▶ Your assignment:
For every record below, repeat the text exactly and pass over any image.

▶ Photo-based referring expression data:
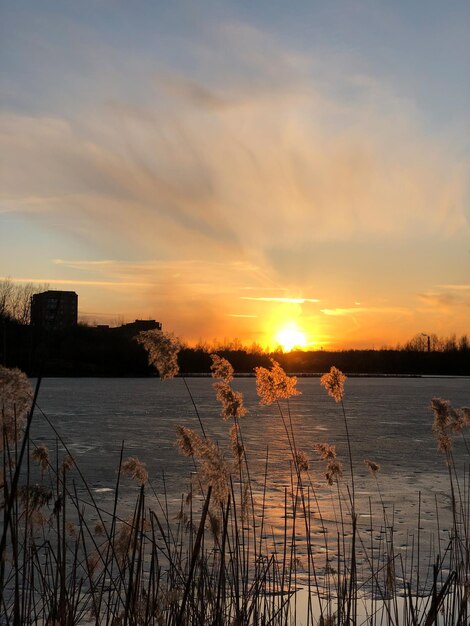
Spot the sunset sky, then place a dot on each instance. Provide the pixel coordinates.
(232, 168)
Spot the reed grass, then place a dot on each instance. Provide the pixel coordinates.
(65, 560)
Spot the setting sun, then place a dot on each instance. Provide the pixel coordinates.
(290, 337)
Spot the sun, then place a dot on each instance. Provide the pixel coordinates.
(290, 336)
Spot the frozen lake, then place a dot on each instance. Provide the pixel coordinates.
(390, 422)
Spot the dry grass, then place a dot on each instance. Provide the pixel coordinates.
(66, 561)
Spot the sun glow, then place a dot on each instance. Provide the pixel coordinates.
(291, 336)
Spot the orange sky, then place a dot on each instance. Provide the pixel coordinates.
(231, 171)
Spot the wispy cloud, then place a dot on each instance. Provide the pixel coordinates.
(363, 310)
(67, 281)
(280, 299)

▶ Task solution:
Spot the sunset sky, then place a dot on each instance. Provide the pixel coordinates.
(232, 168)
Spot the reed grass, then place a dot on each instance. Provide the pixel coordinates.
(65, 560)
Spot the setting sun, then place a dot on each instance. Provide the pixel coordinates.
(290, 337)
Spot the sun, then place a dot on each instance. Provide the pixel coordinates.
(290, 336)
Spot the frozen lake, then place a dot on each instance. Provide the pixel coordinates.
(390, 422)
Spot the dry grass, then place a dot on each instance. Provide the pixel coordinates.
(66, 561)
Spot the sun glow, then place a dot on each instance. Provide the pixel coordinates.
(291, 336)
Spot the orange sky, then place a dot on each instance. Provide the pixel coordinates.
(231, 171)
Spot the wispy cloud, then place a dot on each instance. Provide the pixel coordinates.
(363, 310)
(67, 281)
(280, 299)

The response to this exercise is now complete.